══ Source passage

The Health, Labor and Welfare Ministry plans to demand that hospitals across the country that carry out fertilization treatment conduct strict checks.

By doing so, the ministry hopes to prevent a recurrence of such mishaps as a recent mixup over patients' eggs, ministry sources said Thursday.

The ministry plans to revise guidelines in April at the earliest to require checks by two or more doctors to avoid errors, and to set up ethics committees at such facilities, they said.

The guidelines set requirements for hospitals that receive state subsidies for patients who undergo fertilization treatment.

Facilities that fall short of these conditions may be denied funding.

Before amending the guidelines, the ministry plans to soon send questionnaires to some 600 designated hospitals across the nation to survey how they try to ensure the safety of fertilization treatment, including in vitro fertilization, the sources said.

Treatment fees are subsidized for patients who receive in vitro fertilization or other forms of fertility treatment at any of the some 600 hospitals designated by local prefectural governments based on the ministry guidelines.

The conventional guidelines set standards for equipment and personnel but do not include safety measures.

Kagawa Prefecture said last week that Kagawa Prefectural Central Hospital in Takamatsu last September implanted in a woman a fertilized egg believed to be from another patient.

The woman became pregnant, but had an abortion nine weeks later at the hospital after she was informed of the mistake.

Only one doctor was involved in carrying out the operation.

════
══ Recorded data

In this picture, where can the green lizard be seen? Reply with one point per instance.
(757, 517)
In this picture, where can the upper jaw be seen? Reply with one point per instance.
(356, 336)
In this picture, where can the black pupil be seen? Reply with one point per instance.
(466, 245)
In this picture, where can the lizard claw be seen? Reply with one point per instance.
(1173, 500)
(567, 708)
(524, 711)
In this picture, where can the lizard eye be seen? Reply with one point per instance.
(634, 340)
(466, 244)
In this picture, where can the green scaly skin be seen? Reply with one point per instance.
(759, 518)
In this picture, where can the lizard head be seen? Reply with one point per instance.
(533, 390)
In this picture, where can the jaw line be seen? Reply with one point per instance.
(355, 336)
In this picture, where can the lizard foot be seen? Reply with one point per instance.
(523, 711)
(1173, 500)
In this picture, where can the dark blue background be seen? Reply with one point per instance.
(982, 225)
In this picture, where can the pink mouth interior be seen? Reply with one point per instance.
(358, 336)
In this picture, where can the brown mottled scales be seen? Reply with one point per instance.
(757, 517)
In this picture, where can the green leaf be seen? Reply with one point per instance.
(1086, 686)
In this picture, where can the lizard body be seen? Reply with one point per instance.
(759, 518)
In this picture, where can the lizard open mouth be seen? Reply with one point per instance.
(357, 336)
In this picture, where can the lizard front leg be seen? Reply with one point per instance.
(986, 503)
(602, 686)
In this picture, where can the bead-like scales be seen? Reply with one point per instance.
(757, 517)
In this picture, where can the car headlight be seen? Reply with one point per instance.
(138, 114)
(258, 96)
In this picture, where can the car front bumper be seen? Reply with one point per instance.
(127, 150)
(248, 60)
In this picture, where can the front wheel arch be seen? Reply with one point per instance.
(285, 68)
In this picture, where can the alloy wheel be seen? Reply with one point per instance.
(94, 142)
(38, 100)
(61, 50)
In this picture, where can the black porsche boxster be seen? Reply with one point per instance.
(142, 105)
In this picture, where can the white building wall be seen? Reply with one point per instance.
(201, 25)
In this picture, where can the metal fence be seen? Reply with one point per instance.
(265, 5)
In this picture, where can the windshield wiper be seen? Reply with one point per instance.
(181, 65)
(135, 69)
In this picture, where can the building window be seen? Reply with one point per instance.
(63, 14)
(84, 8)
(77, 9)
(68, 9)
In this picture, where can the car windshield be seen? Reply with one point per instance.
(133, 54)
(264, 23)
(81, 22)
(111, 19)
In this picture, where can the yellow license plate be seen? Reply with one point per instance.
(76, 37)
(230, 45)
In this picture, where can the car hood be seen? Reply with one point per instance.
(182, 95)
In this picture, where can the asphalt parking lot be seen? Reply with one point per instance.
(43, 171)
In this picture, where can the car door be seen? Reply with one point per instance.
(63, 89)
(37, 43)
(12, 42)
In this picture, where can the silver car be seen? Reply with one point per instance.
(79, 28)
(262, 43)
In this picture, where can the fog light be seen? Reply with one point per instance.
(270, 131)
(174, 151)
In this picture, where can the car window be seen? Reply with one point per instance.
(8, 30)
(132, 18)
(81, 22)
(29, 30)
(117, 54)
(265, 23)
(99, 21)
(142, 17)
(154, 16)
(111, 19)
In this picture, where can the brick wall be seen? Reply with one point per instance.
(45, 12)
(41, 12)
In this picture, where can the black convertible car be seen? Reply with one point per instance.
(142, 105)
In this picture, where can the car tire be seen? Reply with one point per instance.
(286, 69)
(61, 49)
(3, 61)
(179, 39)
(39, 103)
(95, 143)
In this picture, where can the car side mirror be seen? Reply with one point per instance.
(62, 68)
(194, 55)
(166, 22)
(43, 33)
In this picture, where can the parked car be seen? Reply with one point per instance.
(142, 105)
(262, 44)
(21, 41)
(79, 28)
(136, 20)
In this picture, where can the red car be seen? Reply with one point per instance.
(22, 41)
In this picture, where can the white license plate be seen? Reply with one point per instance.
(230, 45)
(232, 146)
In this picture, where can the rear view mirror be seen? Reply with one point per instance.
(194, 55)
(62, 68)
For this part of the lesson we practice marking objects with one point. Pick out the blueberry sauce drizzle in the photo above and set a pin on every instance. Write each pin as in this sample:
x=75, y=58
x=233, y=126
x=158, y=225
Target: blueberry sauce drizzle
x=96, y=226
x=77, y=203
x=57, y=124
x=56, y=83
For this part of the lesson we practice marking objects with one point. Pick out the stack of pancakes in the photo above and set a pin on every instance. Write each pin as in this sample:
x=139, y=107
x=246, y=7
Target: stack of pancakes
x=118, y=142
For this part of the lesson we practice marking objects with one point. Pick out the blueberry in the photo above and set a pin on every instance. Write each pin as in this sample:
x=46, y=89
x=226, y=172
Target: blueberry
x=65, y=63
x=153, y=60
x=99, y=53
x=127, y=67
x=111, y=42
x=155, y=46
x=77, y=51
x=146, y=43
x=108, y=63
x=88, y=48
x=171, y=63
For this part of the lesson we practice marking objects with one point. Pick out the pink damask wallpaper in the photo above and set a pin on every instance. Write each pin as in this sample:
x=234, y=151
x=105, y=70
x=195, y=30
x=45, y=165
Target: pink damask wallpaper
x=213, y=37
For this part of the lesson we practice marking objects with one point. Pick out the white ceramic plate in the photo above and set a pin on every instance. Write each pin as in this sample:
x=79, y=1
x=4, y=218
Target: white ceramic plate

════

Aim of the exercise ▸ Rewrite the stretch of the article on fertility treatment checks from "The ministry plans to revise" through "undergo fertilization treatment.", changing "ethics committees" to "review boards".

Task answer ▸
The ministry plans to revise guidelines in April at the earliest to require checks by two or more doctors to avoid errors, and to set up review boards at such facilities, they said.

The guidelines set requirements for hospitals that receive state subsidies for patients who undergo fertilization treatment.